→ **DATA EXTRACT**:

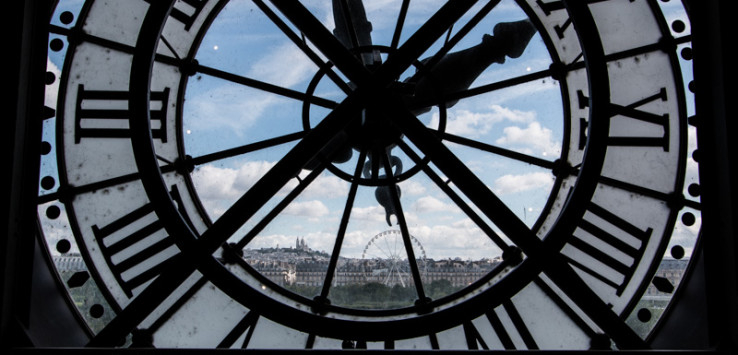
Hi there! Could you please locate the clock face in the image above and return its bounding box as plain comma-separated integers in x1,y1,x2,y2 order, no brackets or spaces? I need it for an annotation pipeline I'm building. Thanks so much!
39,0,699,349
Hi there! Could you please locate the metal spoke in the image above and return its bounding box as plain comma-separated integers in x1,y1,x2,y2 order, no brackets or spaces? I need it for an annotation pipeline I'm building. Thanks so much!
390,0,410,49
414,0,500,69
254,0,352,94
273,0,476,90
196,64,338,109
320,150,366,299
438,132,556,170
235,164,325,250
190,131,308,171
398,140,509,250
409,65,556,110
386,98,540,253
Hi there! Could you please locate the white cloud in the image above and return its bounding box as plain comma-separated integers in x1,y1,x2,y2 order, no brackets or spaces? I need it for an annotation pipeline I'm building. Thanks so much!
410,218,501,259
185,85,282,136
429,105,536,138
44,58,61,109
248,42,316,87
493,172,554,195
303,173,349,198
351,205,386,223
399,180,426,196
284,200,330,218
411,196,457,213
495,121,561,157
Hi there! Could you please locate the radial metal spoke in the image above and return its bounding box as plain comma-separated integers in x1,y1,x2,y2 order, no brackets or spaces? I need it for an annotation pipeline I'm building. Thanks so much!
190,131,308,171
438,132,556,170
390,0,410,49
386,98,540,253
320,150,366,299
409,65,556,110
416,0,500,69
375,154,427,306
196,64,338,109
254,0,352,94
398,140,508,250
235,164,325,250
272,1,369,85
273,0,476,89
198,95,359,255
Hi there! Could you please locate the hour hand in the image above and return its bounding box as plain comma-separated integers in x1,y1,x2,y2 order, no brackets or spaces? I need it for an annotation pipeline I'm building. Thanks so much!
406,19,536,115
332,0,381,66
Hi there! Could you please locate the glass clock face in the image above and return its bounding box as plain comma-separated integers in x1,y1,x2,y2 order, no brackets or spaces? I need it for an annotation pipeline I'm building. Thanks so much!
39,0,699,349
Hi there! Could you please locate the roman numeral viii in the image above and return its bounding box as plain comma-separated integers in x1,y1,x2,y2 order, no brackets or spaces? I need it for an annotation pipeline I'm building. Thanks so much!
74,84,169,143
92,186,187,297
562,203,653,296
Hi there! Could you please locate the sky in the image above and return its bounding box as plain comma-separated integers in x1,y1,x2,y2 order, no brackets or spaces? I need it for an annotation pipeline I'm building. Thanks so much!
42,0,699,259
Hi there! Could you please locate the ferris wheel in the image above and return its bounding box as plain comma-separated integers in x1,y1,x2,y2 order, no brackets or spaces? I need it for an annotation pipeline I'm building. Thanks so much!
361,230,427,287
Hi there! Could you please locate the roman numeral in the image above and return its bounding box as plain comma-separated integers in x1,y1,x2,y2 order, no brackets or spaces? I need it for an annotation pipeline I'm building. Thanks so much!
577,88,669,152
562,203,653,296
463,321,489,350
218,311,259,349
169,0,207,31
486,300,538,350
92,186,187,297
74,84,169,143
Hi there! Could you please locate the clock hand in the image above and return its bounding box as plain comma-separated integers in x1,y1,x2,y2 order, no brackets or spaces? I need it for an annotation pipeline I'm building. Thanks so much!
406,19,536,115
333,0,381,66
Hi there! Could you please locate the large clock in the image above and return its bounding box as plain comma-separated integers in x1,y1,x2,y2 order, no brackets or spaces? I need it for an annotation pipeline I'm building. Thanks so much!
39,0,699,349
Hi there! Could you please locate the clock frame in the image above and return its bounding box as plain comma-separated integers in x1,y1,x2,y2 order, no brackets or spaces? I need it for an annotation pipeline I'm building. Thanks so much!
25,1,699,349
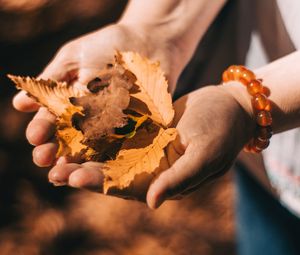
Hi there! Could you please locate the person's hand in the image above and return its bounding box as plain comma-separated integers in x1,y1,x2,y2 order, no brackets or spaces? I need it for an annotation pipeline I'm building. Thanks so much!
45,84,255,208
147,83,255,208
13,24,182,167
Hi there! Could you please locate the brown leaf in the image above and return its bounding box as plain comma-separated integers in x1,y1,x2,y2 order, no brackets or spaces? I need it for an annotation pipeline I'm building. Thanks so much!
103,128,177,193
56,114,95,161
116,52,174,127
8,75,87,116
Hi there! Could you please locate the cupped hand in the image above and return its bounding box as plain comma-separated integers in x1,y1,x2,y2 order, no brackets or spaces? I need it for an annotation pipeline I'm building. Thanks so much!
147,83,255,208
13,24,182,167
49,84,255,208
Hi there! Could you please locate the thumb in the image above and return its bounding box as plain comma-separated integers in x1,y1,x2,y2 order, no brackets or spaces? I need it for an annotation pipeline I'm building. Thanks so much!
147,145,207,209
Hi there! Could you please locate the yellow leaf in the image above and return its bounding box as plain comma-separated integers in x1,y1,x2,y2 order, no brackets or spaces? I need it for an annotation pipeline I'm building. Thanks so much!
8,75,87,116
103,128,177,193
116,52,174,127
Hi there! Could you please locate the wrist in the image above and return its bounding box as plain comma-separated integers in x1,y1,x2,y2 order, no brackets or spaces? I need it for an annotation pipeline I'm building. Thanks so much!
220,81,256,143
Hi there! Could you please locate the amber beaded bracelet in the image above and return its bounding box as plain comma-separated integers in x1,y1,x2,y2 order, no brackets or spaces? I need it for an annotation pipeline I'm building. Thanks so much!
222,65,273,153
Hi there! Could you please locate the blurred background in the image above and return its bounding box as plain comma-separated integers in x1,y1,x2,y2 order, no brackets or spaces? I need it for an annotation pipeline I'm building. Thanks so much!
0,0,235,255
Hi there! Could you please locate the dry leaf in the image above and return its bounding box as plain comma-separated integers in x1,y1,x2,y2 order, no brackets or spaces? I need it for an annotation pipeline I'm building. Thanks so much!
8,75,87,116
117,52,174,127
9,52,177,199
103,128,177,193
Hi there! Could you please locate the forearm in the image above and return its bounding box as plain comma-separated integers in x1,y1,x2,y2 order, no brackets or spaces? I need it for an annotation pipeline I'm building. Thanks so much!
224,51,300,194
120,0,226,75
255,51,300,133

→ **SHORT PROBLEM**:
Rewrite all the rows above as a JSON list of strings with one string per line, leaving out blank lines and the pictures.

→ **FULL OUTPUT**:
[
  "Hi there! Could you please locate the clock face in the image above and return its bounding box as plain comma-separated integers in x1,y1,x2,y2 order, no brackets or spaces? I need it for an annotation pipeline I'm building. Thanks so much!",
  "39,0,699,349",
  "Hi there! Could you please locate the metal spoke in the image above and return its bounding box as plain comma-separated integers in x1,y1,x2,y2 order, no brackets or spaces? I need it for an annotation pipeline I'm building. Thanks so much!",
  "390,0,410,49",
  "414,0,500,69",
  "254,0,352,94",
  "273,0,476,90",
  "196,64,338,109",
  "320,150,366,299",
  "438,132,556,170",
  "235,164,325,250",
  "190,131,308,171",
  "398,140,509,250",
  "409,65,556,110",
  "386,98,540,253",
  "Hi there! Could you please locate the white cloud in the image above and return its bounding box as plain comma-separated integers in x1,y1,x2,y2 order, no brackets or spaces? I need it for an annotation pipeline I'm building. Thanks so much!",
  "410,218,501,259",
  "185,85,282,136",
  "429,105,536,138",
  "44,58,61,109",
  "248,42,316,87",
  "493,172,554,195",
  "303,173,349,198",
  "351,205,386,223",
  "399,180,426,196",
  "284,200,330,218",
  "411,196,457,213",
  "495,121,561,157",
  "Hi there! Could you please locate the radial metal spoke in the image above and return its bounding box as plain comma-separated integers in x1,y1,x2,y2 order, no brackets or spaces? I need it for an annotation pipeline I'm building. Thanks so much!",
  "190,131,308,171",
  "438,132,556,170",
  "390,0,410,49",
  "386,98,540,253",
  "320,150,366,299",
  "409,65,556,110",
  "416,0,500,69",
  "375,154,427,306",
  "196,64,338,109",
  "254,0,352,94",
  "398,140,508,250",
  "235,164,325,250",
  "272,1,369,85",
  "273,0,476,89",
  "198,95,359,255",
  "Hi there! Could you please locate the hour hand in the image above and return its bounding box as plain comma-separated integers in x1,y1,x2,y2 order, no brackets or spaces? I need it for an annotation pipeline I'm building. Thanks so much!",
  "406,19,536,115",
  "332,0,381,66",
  "Hi there! Could you please locate the glass clock face in the image above and return its bounding box as plain comma-separated integers in x1,y1,x2,y2 order, no brackets or spaces? I need it for an annotation pipeline I'm building. Thanks so much!",
  "39,0,699,349",
  "Hi there! Could you please locate the roman numeral viii in the image above and return its bounding box as plain comma-separated integers in x1,y1,x2,y2 order, no brackets or spaces? I need it for an annotation pipeline I'm building. Thanks so much!",
  "74,84,169,143",
  "92,186,187,297",
  "562,203,653,296",
  "Hi there! Could you please locate the sky in the image above and return its bounding box as plain comma-separated integers in x1,y1,x2,y2 order, no brackets or spaces? I need it for an annotation pipeline I'm building. Thanks so much!",
  "42,0,699,259",
  "Hi there! Could you please locate the ferris wheel in the image above and return its bounding box as plain comma-separated integers in x1,y1,x2,y2 order, no brackets or spaces? I need it for an annotation pipeline I'm building. Thanks so much!",
  "361,230,427,287",
  "Hi there! Could you please locate the roman numeral in the image above and return its bounding box as plain comma-separated integers in x1,y1,x2,y2 order, no brackets or spaces? I need it for an annotation pipeline I'm building. Thanks so much!",
  "577,88,669,152",
  "562,203,653,296",
  "463,321,489,350",
  "218,311,259,349",
  "169,0,207,31",
  "486,300,538,350",
  "92,186,187,297",
  "74,84,169,143",
  "Hi there! Could you please locate the clock hand in the image above and return its bounding box as plain comma-separated integers in x1,y1,x2,y2 order, no brackets or spaces? I need it for an annotation pipeline I'm building. Thanks so much!",
  "406,19,536,115",
  "333,0,381,66",
  "Hi there! Could you please locate the large clock in the image above and return its bounding box as plain comma-separated integers in x1,y1,x2,y2 order, no brackets or spaces? I need it for an annotation pipeline I'm building. Thanks so much!",
  "39,0,699,349",
  "Hi there! Could you please locate the clock frame in the image above and return its bounding box as plain comma-separated integers in x1,y1,x2,y2 order, no brackets or spaces? I need it for an annotation pipeline I'm building. Thanks so much!",
  "25,1,699,349",
  "Hi there! Could you please locate the person's hand in the image above and return its bounding box as plain comma-separated integers in x1,y1,x2,y2 order, no brackets or spaces? I need it for an annotation pipeline I'm building. Thanks so much!",
  "45,84,255,208",
  "147,83,255,208",
  "13,24,182,167",
  "Hi there! Could you please locate the brown leaf in the image above and return its bounding box as plain comma-separated integers in x1,y1,x2,y2 order, no brackets or spaces? I need it for an annotation pipeline I'm building. Thanks so much!",
  "103,128,177,193",
  "56,114,95,161",
  "116,52,174,127",
  "8,75,87,116",
  "Hi there! Could you please locate the cupped hand in the image above and return its bounding box as plain comma-separated integers in x1,y1,x2,y2 order, no brackets or spaces? I need it for an annotation pipeline I'm building. Thanks so much!",
  "147,83,255,208",
  "13,24,182,167",
  "49,84,255,208",
  "Hi there! Could you please locate the thumb in the image above and return its bounding box as plain comma-separated integers in x1,y1,x2,y2 order, no brackets or spaces? I need it for an annotation pipeline I'm building. Thanks so much!",
  "147,145,207,209",
  "Hi there! Could you please locate the yellow leaf in the image above and return its bounding box as plain comma-separated integers in x1,y1,x2,y2 order, no brackets or spaces? I need it for an annotation pipeline I'm building. Thanks so much!",
  "8,75,87,116",
  "103,128,177,193",
  "116,52,174,127",
  "Hi there! Could you please locate the wrist in the image above and return its bounding box as plain comma-separated integers in x1,y1,x2,y2 order, no brackets or spaces? I need it for an annotation pipeline I'm building. Thanks so much!",
  "220,81,256,143",
  "Hi there! Could you please locate the amber beaded bracelet in the image above and return its bounding box as plain comma-separated integers in x1,y1,x2,y2 order, no brackets or spaces? I need it for an annotation pipeline I'm building. Thanks so much!",
  "222,65,273,153",
  "Hi there! Could you please locate the blurred background in the image above and return its bounding box as plain comma-separated integers in x1,y1,x2,y2 order, no brackets or spaces? I need it for an annotation pipeline I'm building. Thanks so much!",
  "0,0,235,255",
  "Hi there! Could you please locate the dry leaf in the image above and return its bounding box as plain comma-separated integers in x1,y1,x2,y2 order, no brackets or spaces? I need it for an annotation pipeline I'm building. Thanks so much!",
  "8,75,87,116",
  "117,52,174,127",
  "9,52,177,199",
  "103,128,177,193",
  "Hi there! Could you please locate the forearm in the image above and return its bounding box as plain comma-separated integers in x1,y1,x2,y2 order, no brackets or spaces? I need it for an annotation pipeline I'm building. Thanks so much!",
  "224,51,300,194",
  "120,0,226,75",
  "255,51,300,133"
]